• **The problem**
Collect every line of the material below that contains the word "blade", and copy each one out.

Excerpts of pointing data:
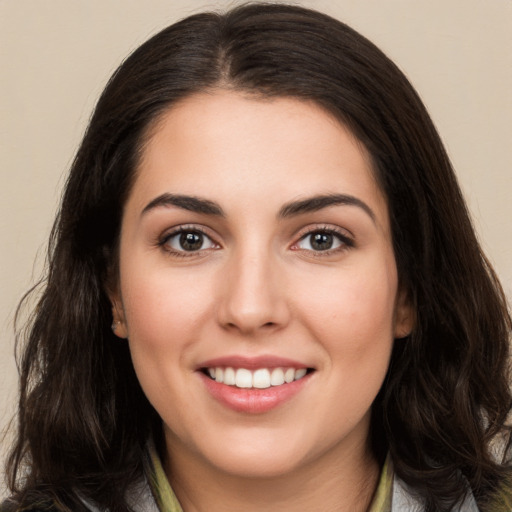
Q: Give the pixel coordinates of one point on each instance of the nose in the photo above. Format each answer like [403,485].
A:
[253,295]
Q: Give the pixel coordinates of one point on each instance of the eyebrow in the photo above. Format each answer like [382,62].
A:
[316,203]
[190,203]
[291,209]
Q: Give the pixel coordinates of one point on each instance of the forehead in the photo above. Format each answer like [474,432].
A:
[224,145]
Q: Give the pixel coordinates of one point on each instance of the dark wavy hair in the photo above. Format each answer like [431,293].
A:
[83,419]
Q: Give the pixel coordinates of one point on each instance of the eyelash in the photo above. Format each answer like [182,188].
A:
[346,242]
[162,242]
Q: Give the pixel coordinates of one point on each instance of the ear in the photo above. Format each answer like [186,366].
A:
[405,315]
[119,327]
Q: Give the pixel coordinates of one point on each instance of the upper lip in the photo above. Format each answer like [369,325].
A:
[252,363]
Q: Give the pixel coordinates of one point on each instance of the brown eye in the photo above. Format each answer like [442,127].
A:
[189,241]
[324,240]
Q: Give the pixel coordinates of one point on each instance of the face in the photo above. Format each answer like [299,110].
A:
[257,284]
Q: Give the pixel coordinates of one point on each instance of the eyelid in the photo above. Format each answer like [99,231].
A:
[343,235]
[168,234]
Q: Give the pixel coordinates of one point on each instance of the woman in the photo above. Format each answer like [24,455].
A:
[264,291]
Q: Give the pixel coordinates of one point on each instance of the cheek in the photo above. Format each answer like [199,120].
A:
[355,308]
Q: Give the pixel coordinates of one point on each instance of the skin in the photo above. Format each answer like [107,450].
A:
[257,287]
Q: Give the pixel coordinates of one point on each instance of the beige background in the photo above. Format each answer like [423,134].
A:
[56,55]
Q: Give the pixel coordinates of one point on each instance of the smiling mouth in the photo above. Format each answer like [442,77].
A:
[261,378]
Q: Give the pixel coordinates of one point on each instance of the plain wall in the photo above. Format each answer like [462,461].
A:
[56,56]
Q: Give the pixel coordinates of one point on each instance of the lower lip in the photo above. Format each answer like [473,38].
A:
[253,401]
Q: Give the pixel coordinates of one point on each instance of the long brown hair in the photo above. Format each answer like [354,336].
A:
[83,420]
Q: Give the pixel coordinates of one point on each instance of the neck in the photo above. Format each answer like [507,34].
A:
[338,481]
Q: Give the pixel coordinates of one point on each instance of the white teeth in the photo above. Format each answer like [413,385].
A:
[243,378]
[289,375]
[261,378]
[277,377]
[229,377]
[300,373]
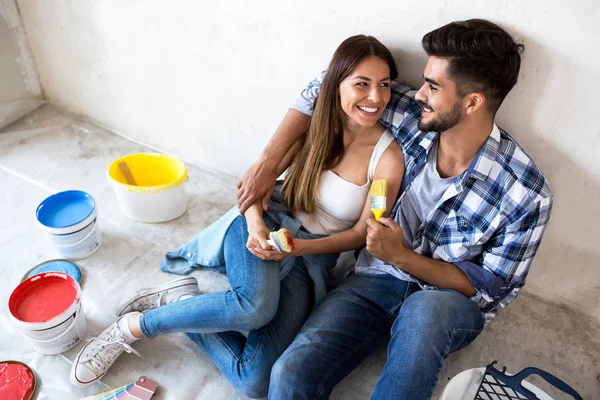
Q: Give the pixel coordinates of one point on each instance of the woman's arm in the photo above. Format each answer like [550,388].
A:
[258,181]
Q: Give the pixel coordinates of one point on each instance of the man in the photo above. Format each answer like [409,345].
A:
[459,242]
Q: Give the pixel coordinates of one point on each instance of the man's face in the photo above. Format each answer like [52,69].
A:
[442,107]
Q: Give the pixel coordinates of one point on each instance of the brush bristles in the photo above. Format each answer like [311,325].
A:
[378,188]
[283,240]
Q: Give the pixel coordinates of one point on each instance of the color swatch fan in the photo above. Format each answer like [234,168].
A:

...

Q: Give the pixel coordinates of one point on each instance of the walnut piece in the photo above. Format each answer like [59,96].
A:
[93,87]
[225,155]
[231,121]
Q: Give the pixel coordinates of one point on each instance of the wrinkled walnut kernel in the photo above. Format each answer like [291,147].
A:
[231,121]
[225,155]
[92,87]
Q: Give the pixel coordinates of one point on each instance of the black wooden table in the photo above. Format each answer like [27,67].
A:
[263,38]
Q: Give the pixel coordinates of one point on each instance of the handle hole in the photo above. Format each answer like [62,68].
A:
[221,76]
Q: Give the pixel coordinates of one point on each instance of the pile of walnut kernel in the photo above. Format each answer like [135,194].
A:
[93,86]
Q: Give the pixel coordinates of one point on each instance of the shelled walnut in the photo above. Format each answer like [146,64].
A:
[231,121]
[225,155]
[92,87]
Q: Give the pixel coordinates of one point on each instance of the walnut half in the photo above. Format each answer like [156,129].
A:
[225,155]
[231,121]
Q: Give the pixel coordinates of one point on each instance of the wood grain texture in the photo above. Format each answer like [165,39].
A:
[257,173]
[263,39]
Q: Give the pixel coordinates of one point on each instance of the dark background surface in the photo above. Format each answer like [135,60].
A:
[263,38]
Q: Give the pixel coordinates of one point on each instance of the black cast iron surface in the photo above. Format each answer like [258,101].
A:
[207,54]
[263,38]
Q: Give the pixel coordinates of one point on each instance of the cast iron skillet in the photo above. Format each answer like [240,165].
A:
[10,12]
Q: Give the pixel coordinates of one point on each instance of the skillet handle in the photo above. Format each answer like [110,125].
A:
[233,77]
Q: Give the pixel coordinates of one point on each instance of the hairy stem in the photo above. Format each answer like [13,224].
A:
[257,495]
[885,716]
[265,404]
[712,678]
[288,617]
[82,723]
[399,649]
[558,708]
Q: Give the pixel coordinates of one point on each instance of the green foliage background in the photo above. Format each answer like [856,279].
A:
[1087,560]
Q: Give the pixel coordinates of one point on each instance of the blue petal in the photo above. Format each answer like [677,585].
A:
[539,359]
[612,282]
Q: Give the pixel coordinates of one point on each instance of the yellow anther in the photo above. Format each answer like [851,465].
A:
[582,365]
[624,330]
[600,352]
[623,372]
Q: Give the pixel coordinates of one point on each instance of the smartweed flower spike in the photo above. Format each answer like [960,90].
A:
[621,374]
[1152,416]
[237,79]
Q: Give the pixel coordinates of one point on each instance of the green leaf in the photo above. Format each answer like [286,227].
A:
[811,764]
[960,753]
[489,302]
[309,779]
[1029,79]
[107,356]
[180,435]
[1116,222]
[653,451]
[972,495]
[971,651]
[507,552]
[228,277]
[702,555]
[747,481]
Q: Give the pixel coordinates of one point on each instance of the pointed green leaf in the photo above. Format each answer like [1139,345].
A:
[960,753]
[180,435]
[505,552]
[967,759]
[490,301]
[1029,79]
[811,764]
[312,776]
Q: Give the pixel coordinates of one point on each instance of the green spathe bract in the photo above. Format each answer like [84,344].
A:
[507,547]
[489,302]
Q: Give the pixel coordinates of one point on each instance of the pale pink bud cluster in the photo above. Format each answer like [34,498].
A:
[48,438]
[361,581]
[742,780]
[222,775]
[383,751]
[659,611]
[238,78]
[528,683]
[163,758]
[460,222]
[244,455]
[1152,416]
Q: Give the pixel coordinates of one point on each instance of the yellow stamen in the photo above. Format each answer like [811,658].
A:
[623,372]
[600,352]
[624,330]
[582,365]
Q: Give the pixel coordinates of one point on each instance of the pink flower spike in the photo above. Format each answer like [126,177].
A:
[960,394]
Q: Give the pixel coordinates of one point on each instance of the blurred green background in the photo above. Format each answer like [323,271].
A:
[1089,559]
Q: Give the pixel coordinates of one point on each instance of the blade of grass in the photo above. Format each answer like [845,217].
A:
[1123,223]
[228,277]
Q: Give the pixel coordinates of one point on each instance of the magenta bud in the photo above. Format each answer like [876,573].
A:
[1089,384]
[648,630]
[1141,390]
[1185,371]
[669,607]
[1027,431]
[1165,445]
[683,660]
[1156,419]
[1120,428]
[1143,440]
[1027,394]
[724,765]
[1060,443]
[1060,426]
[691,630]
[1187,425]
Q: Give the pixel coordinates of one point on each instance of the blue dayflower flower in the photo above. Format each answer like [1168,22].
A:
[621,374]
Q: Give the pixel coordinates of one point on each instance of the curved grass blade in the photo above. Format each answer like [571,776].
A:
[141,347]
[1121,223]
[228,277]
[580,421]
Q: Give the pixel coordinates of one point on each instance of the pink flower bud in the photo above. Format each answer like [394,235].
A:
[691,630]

• **Exercise result**
Q: Give the pixel coordinates of one point on each instance of the blade of grass in the photo above. Format each answer like [845,217].
Q: Give the pixel coordinates of one point on each instance of the curved grass blade in the photo above. Format each answer like [571,776].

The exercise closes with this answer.